======== STUDY TEXT
India's First Newspaper

Hicky's Bengal Gazette or the Original Calcutta General Advertiser was an English-language weekly newspaper published in Kolkata (then Calcutta), the capital of British India. It was the first newspaper printed in Asia, and was published for two years, between 1780 and 1782, before the East India Company seized the newspaper's types and printing press. Founded by James Augustus Hicky, a highly eccentric Irishman who had previously spent two years in jail for debt, the newspaper was strong critical of the administration of Governor General Warren Hastings. The newspaper was important for its provocative journalism and its fight for free expression in India.

==Newspaper history==
Hicky's Bengal Gazette was first published on 29 January 1780, its founder, James Augustus Hicky, having earlier printed a prospectus announcing that he would begin printing a newspaper. The idea of printing a newspaper in India had been floated twelve years earlier by the Dutch Adventurer William Bolts, but Hicky was the first to execute the concept. Hicky's newspaper was printed once a week on Saturday, and retailed for Rs 1. Its circulation was estimated to be around four hundred copies per week, although possibly more.

Hicky initially avoided political controversy. As he observed the effect his paper had, he became more political and his neutral editorial policy shifted to an independent one. His slogan became "Open to all Parties, but influenced by None". After he learned that competitors with ties to the East India Company were intending to launch a rival newspaper, the India Gazette, he took a strongly anti-Company stance. Hicky accused an East India Company employee, Simeon Droz, of supporting the India Gazette as punishment for Hicky's refusal to pay a bribe to Droz and Marian Hastings, Warren Hastings' wife.
================
======== DATA TO EXAMINE
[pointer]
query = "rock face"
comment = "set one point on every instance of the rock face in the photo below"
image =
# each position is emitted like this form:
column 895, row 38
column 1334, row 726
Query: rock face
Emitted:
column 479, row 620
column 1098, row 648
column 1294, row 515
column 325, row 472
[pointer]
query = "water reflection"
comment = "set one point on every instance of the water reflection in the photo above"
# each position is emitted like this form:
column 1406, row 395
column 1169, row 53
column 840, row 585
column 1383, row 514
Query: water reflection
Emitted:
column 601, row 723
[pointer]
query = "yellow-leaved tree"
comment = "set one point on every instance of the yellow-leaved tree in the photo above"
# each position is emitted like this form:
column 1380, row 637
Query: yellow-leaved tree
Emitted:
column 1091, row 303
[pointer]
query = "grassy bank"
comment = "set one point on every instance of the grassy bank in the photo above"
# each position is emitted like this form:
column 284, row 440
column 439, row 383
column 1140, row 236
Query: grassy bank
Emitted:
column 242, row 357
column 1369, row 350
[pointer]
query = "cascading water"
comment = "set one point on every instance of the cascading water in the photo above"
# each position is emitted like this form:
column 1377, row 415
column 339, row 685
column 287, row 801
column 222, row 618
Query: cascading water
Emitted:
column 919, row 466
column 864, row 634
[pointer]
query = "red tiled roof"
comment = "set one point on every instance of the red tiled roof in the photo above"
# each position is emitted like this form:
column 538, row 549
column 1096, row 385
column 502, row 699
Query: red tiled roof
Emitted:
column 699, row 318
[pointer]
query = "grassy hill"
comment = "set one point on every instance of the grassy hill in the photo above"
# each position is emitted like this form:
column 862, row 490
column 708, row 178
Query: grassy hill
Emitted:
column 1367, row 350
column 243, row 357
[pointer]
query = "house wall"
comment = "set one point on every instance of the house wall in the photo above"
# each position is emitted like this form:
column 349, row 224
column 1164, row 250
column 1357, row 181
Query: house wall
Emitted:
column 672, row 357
================
HOW TO COMPLETE THIS TASK. Transcribe the text on Hicky's Bengal Gazette from "India's First Newspaper" to "expression in India.". This listing is material independent of the text above.

ANSWER TO THE EXERCISE.
India's First Newspaper

Hicky's Bengal Gazette or the Original Calcutta General Advertiser was an English-language weekly newspaper published in Kolkata (then Calcutta), the capital of British India. It was the first newspaper printed in Asia, and was published for two years, between 1780 and 1782, before the East India Company seized the newspaper's types and printing press. Founded by James Augustus Hicky, a highly eccentric Irishman who had previously spent two years in jail for debt, the newspaper was strong critical of the administration of Governor General Warren Hastings. The newspaper was important for its provocative journalism and its fight for free expression in India.